Seitentext
-=-=-=-=-

Der Beschluss hat es in sich: Der Bundesrat will neu eine Pflicht einführen, bei der man sich vor einem Arztbesuch an eine obligatorische Erstberatungsstelle zu wenden hat. Das kann eine Hausärztin oder ein Hausarzt, eine HMO-Praxis oder ein telemedizinisches Zentrum sein. Solche Modelle hätten sich bewährt und seien breit akzeptiert, sagte Gesundheitsminister Alain Berset vor den Medien.

Diese Änderung ist Teil einer Vorlage zum Gesundheitswesen, die der Bundesrat am Mittwoch in die Vernehmlassung geschickt hat. Laut Berset haben sich die Kosten zulasten der Krankenkassen seit 1990 verdreifacht haben. Die Prämien sind im Gleichschritt gestiegen. Das sei der Grund, weshalb sich der Bundesrat so stark für eine Dämpfung der Kosten engagiere, sagte Berset. Das lasse sich aber nicht mit einer einzigen Massnahme erreichen.

-=-=-=-=-

Datensätze
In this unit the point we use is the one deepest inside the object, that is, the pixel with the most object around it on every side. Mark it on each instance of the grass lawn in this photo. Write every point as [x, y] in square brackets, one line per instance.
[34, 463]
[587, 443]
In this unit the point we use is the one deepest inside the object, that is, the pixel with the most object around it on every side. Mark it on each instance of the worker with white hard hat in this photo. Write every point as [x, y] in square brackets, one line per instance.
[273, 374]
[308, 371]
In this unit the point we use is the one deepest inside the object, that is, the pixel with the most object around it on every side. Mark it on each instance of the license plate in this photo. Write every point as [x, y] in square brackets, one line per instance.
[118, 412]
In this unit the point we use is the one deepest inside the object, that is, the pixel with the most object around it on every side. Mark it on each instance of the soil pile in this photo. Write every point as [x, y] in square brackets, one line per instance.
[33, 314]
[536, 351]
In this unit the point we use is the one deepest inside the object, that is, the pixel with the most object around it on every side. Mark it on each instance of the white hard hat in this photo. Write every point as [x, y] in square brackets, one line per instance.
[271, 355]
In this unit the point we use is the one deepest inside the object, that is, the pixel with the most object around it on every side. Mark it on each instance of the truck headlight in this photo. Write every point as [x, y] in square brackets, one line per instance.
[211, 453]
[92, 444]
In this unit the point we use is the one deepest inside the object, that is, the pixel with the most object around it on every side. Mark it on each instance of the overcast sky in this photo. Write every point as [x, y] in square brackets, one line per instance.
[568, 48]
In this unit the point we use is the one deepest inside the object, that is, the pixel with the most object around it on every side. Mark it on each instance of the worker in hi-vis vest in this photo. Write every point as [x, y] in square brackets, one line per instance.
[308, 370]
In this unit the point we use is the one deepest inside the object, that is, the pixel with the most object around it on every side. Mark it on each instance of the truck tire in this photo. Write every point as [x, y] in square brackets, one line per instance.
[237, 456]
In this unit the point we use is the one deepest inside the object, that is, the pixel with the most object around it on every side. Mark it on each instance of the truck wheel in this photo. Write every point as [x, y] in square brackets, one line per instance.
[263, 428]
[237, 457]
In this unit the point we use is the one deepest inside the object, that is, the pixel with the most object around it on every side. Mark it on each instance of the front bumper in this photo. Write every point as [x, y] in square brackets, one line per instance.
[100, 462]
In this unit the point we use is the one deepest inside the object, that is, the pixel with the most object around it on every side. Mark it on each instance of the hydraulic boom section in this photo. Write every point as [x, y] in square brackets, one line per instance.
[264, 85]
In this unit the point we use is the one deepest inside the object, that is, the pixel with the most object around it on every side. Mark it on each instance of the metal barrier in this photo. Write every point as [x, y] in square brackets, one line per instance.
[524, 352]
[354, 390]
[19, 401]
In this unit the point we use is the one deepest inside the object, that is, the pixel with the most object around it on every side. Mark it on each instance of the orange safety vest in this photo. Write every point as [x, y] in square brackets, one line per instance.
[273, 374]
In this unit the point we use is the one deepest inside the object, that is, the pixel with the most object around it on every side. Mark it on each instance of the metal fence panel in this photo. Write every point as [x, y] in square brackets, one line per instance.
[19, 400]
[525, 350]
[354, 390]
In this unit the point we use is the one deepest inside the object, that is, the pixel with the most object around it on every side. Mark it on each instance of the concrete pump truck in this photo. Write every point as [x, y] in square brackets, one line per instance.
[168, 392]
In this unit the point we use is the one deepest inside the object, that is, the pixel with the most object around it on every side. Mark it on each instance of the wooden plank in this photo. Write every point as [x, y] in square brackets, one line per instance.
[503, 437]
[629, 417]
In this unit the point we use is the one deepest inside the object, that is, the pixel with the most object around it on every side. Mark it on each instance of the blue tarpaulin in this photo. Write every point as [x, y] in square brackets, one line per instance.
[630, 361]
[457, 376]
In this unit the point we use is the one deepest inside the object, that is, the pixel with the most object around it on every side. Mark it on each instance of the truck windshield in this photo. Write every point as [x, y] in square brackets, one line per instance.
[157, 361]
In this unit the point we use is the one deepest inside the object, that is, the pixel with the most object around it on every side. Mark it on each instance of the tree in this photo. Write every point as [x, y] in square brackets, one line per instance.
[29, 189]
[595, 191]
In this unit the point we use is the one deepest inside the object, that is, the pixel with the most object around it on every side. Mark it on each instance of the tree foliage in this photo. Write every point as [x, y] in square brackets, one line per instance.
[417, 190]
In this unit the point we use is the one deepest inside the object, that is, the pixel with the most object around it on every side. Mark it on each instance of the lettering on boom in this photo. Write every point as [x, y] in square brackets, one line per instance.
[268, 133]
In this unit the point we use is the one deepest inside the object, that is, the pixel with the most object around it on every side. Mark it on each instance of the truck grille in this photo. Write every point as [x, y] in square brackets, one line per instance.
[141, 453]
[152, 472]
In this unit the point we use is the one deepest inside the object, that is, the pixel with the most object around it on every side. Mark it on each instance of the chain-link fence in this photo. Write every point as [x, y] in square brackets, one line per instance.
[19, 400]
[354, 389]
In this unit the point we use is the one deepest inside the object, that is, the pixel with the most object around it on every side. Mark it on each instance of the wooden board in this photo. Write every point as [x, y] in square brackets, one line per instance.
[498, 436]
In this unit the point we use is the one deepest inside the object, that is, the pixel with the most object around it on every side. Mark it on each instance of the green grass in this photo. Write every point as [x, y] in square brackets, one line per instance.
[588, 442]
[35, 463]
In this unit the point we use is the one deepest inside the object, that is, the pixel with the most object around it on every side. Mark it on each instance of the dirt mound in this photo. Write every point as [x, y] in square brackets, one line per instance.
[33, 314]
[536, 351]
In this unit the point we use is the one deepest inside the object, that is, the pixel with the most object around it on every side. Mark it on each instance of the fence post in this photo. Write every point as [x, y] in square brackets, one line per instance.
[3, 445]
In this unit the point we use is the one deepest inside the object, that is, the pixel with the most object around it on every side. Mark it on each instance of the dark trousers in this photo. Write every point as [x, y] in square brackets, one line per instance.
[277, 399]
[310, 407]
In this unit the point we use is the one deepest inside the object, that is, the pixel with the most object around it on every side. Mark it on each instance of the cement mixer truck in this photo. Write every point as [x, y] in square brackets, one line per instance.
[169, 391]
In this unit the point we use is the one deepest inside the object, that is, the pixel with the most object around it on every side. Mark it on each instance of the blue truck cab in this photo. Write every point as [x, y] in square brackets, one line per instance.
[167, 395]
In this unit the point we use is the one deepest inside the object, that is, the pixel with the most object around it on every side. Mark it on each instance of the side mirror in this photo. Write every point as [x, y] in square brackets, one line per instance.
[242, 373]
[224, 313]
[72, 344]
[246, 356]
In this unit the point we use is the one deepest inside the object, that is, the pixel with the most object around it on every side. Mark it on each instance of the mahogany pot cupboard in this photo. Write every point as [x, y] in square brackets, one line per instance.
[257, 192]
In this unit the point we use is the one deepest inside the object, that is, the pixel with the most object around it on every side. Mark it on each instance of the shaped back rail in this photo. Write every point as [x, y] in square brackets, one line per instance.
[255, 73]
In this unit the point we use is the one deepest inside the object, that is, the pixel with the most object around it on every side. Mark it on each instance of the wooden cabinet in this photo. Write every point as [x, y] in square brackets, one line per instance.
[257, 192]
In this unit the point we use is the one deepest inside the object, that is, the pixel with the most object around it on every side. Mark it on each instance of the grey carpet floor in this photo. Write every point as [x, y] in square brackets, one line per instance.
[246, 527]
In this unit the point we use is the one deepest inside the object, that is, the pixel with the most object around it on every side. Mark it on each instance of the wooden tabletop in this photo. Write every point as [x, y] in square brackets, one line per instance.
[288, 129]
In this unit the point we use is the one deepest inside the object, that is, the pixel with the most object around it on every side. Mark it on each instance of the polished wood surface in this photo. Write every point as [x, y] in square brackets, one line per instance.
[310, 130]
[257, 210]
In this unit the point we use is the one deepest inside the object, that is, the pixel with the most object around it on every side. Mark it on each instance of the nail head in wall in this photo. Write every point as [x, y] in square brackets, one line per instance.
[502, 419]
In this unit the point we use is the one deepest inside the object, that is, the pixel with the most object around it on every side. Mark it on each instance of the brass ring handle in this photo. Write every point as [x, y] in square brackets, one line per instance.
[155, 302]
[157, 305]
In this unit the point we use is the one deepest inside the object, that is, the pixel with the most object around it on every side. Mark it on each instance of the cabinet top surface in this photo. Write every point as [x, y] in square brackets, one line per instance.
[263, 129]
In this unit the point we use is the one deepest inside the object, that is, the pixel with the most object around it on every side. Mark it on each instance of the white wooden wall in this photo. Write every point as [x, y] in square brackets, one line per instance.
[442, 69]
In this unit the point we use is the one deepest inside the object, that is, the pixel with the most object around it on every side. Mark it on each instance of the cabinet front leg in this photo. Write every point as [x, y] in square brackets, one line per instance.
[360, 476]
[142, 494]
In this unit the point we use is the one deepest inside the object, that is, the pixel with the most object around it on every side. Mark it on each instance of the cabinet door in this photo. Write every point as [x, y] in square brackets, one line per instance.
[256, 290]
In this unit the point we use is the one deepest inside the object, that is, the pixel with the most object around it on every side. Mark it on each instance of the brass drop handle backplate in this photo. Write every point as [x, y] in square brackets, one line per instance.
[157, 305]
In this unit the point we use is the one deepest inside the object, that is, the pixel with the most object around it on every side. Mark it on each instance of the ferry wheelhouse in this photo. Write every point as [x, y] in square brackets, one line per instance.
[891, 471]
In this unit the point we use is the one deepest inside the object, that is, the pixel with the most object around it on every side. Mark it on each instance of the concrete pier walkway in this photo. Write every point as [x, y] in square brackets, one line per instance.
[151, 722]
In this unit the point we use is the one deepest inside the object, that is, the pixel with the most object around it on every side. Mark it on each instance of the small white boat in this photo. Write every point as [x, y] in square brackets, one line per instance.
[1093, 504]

-=-=-=-=-

Fragen zum Material
1. Welche Stellen können laut dem Text zur geplanten Erstberatungspflicht als obligatorische Erstberatungsstelle dienen?
2. Führen Sie bitte den Text über die Kostendämpfung im Gesundheitswesen nach seinem letzten Satz weiter.
Die Datensätze spielen hierfür keine Rolle.

Antworten in Reihenfolge
1. Eine Hausärztin oder ein Hausarzt, eine HMO-Praxis oder ein telemedizinisches Zentrum.

2.
In den vergangenen Jahren hat der Bund bereits die Medikamentenpreise gedrückt und an den Tarifen geschraubt. Ein erstes Bündel von Sparmassnahmen, das auf die Vorschläge einer Expertengruppe zurückgeht, liegt bereits beim Parlament. Bis am 19. November 2020 ist nun das zweite Massnahmenpaket in der Vernehmlassung.

Heikle Einschränkung

Heute sind gut zwei Drittel der Versicherten in einem Hausarzt- oder HMO-Modell versichert und profitieren von entsprechenden Rabatten, sagte Berset über die heikelste Änderung. Weil so unnötige Behandlungen vermieden werden können, fallen die Kosten markant tiefer aus.

Eine Pflicht, sich an eine Erstberatungsstelle zu wenden, kann aber auch als Einschränkung der freien Arztwahl gedeutet werden und auf entsprechenden Widerstand stossen. Berset winkt ab: «Es ist keine Einschränkung der freien Arztwahl. Es ist ein voller Zugang, aber besser organisiert», sagte er.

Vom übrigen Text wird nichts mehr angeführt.